Exercise instructions:
Print the passage about WCM Investment Management word for word, between "He explains that" and "unique,’ Noe says.", inclusive.

Passage provided:
+ + +
Noe recalls one standout meeting with Laguna Beach-based growth shop WCM Investment Management, which was added to the Wilshire International Equity fund as a subadvisor in 2013.
He explains that the firm had less than $2 billion in AUM when he first started meeting the managers. ‘They were talking about things such as tailwinds and moats, and that was very different to what we were hearing from other managers, so we definitely thought they were unique,’ Noe says.
‘It just seemed as though, meeting after meeting as we got a little more [familiar], the depth of their process came through and the more people we met with... we would just continue to be impressed with what they were doing. It was a really unique process.’
Noe says that due to its size back then, WCM would not have checked all of the boxes right away, but it has been a home run ever since.
WCM’s AUM has since grown to $29 billion, and earlier this year Natixis acquired a minority stake in the business. The firm’s flagship $6.3 billion WCM Focused International Growth fund ranks ninth out of 117 in its Citywire peer group and is run by Paul Black, Peter Hunkel, Mike Trigg and Kurt Winrich, all of whom are Citywire AA-rated for their risk-adjusted numbers.
+ + +
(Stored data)
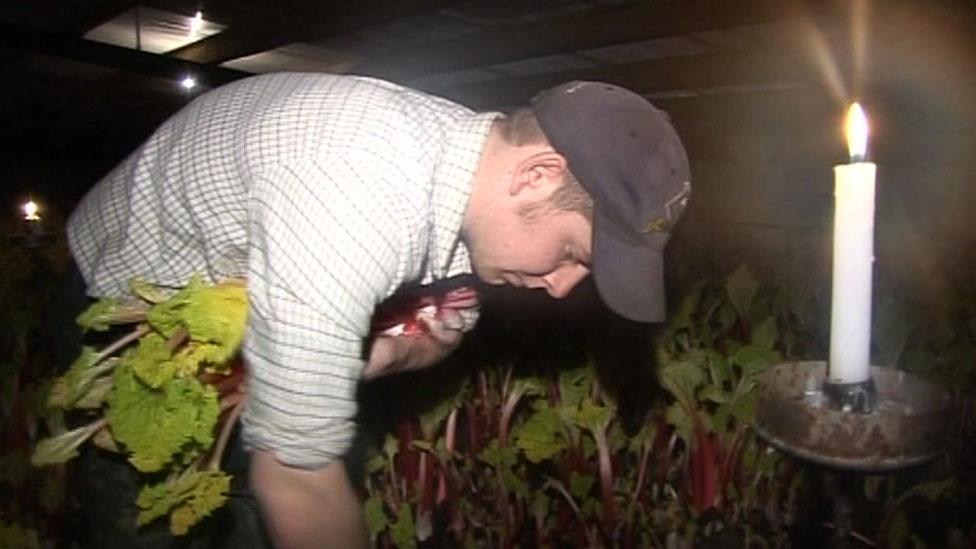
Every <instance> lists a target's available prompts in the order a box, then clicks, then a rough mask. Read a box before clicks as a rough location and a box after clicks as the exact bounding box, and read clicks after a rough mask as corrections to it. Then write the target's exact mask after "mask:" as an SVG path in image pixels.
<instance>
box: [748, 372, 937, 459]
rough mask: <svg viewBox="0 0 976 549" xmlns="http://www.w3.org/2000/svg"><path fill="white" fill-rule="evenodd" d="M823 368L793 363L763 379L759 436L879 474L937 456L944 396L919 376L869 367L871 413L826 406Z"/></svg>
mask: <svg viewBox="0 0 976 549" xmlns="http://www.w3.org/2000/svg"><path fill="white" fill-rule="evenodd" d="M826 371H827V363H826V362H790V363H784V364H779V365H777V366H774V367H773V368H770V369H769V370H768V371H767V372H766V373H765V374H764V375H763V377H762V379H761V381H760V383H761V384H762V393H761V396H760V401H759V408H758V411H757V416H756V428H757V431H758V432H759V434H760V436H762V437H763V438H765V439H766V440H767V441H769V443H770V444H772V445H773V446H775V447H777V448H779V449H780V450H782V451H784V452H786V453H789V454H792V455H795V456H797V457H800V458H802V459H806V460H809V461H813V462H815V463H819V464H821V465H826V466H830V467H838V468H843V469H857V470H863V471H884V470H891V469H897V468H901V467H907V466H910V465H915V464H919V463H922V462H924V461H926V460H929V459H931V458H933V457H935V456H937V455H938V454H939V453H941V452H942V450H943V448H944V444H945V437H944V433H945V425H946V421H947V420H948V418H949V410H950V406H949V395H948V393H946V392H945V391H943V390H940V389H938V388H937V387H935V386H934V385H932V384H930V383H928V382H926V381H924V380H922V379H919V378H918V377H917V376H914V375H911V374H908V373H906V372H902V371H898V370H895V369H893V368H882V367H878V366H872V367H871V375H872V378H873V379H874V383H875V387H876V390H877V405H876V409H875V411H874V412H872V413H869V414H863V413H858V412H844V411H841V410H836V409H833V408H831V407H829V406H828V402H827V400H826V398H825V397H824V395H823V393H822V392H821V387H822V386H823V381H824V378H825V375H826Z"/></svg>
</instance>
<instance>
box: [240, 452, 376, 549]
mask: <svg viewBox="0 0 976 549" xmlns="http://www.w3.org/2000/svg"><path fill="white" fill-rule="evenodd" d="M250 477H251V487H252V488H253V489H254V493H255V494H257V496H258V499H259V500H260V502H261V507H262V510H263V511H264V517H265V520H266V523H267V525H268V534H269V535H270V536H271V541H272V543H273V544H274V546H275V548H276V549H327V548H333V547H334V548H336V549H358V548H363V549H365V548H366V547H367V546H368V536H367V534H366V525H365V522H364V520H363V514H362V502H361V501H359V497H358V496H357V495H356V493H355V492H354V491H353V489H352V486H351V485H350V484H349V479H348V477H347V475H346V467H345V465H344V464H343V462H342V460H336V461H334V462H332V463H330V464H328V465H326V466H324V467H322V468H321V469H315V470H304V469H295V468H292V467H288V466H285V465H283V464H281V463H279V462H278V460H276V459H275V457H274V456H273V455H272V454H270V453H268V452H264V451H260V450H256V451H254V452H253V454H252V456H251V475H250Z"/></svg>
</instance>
+ + +
Task solution:
He explains that the firm had less than $2 billion in AUM when he first started meeting the managers. ‘They were talking about things such as tailwinds and moats, and that was very different to what we were hearing from other managers, so we definitely thought they were unique,’ Noe says.